• **DER TEXT**:
Rezensentin Judith von Sternburg ist bewegt, beeindruckt und immer wieder überrascht von Zsófia Báns eindringlichen Erzählungen. Diese Überraschung kann sich nur deswegen in jeder der Geschichten einlösen, weil Báns Erzählungen selbst so verschieden sind und daher kein Überraschungsmoment je zum Effekt verkommt. Die Zusammenstellung scheint zunächst "disparat", und ist doch logisch und vollkommen, wenn man genauer hinsieht. Und genauer hinsehen, das sollte der Leser unbedingt, fordert von Sternburg. Hier wird experimentiert und gespielt, und zwar mit Sprache, mit Erwartungen, mit Gefühlen und vor allem mit (vermeintlichen) Gegensätzen, so die Rezensentin. Dabei wirkt dieses Spiel auf sie niemals beliebig. Die Autorin scheint stets sehr genau zu wissen, was sie tut und dabei immer gerade den richtigen Abstand zum Erzählten zu haben, um volle Kontrolle zu bewahren - über sich als Autorin und über die Reaktionen der Leser. "Weiter atmen" sei das Werk einer Virtuosin - und zwar sowohl im Umgang mit Sprache als auch mit Emotionen. Was für ein Glück, freut sich die begeisterte Rezensentin, dass diese Virtuosin von einer ebenbürtigen Sprachkünstlerin übersetzt wurde.

Rezensionsnotiz zu Deutschlandfunk Kultur, 26.06.2020

Rezensent Jörg Plath trifft auf Frösche, Menschen und Sülze in diesem Erzählband von Zsofia Ban. Ob ein alter Ungar zu seiner Jugendliebe nach Rio reist, eine Hure sich vor zwei an Brustkrebs erkrankten Frauen über ihre neuen Brüste freut oder eine Frau sich mit ihrem Aquarium vor der Außenwelt verschanzt - stets gelinge es Ban, Gegensätze mit einem kurzen Knall zu verbinden, staunt der Kritiker. Wenige nicht ganz so gelungene Geschichten verzeiht der Rezensent angesichts der Klugheit, "Schärfe" und der "emotionalen wie rationalen Intimität" der Erzählungen gern.

• **BEREITGESTELLTES MATERIAL**:
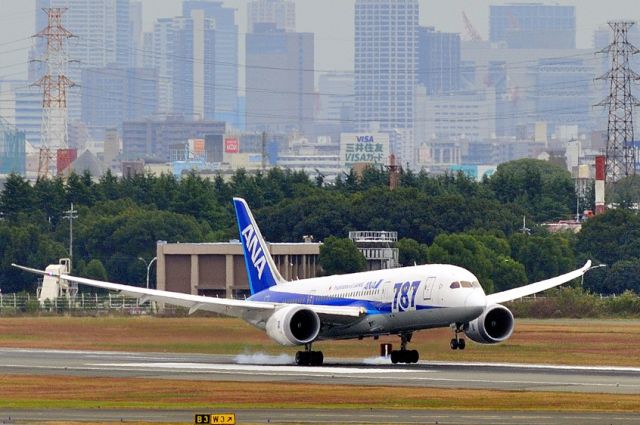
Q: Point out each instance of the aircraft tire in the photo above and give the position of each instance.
(454, 344)
(317, 358)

• **DEINE AUFGABEN**:
a) Gib aus dem Text über Zsófia Báns Erzählungen eine Stelle wörtlich wieder: Fang bei den Worten „Rezensent Jörg Plath“ an und hör nach „der Erzählungen gern.“ auf.
b) Beantworte diese Fragen zum Text über Zsófia Báns Erzählungen:
(i) Wie heißt das Werk, das Judith von Sternburg bespricht?
(ii) Wohin reist laut Jörg Plath der alte Ungar in einer der Geschichten?
(iii) Welches Datum steht bei der Rezensionsnotiz zu Deutschlandfunk Kultur?

• **DIE LÖSUNGEN**:
a)
Rezensent Jörg Plath trifft auf Frösche, Menschen und Sülze in diesem Erzählband von Zsofia Ban. Ob ein alter Ungar zu seiner Jugendliebe nach Rio reist, eine Hure sich vor zwei an Brustkrebs erkrankten Frauen über ihre neuen Brüste freut oder eine Frau sich mit ihrem Aquarium vor der Außenwelt verschanzt - stets gelinge es Ban, Gegensätze mit einem kurzen Knall zu verbinden, staunt der Kritiker. Wenige nicht ganz so gelungene Geschichten verzeiht der Rezensent angesichts der Klugheit, "Schärfe" und der "emotionalen wie rationalen Intimität" der Erzählungen gern.

b)
(i) „Weiter atmen“
(ii) Nach Rio, zu seiner Jugendliebe
(iii) 26.06.2020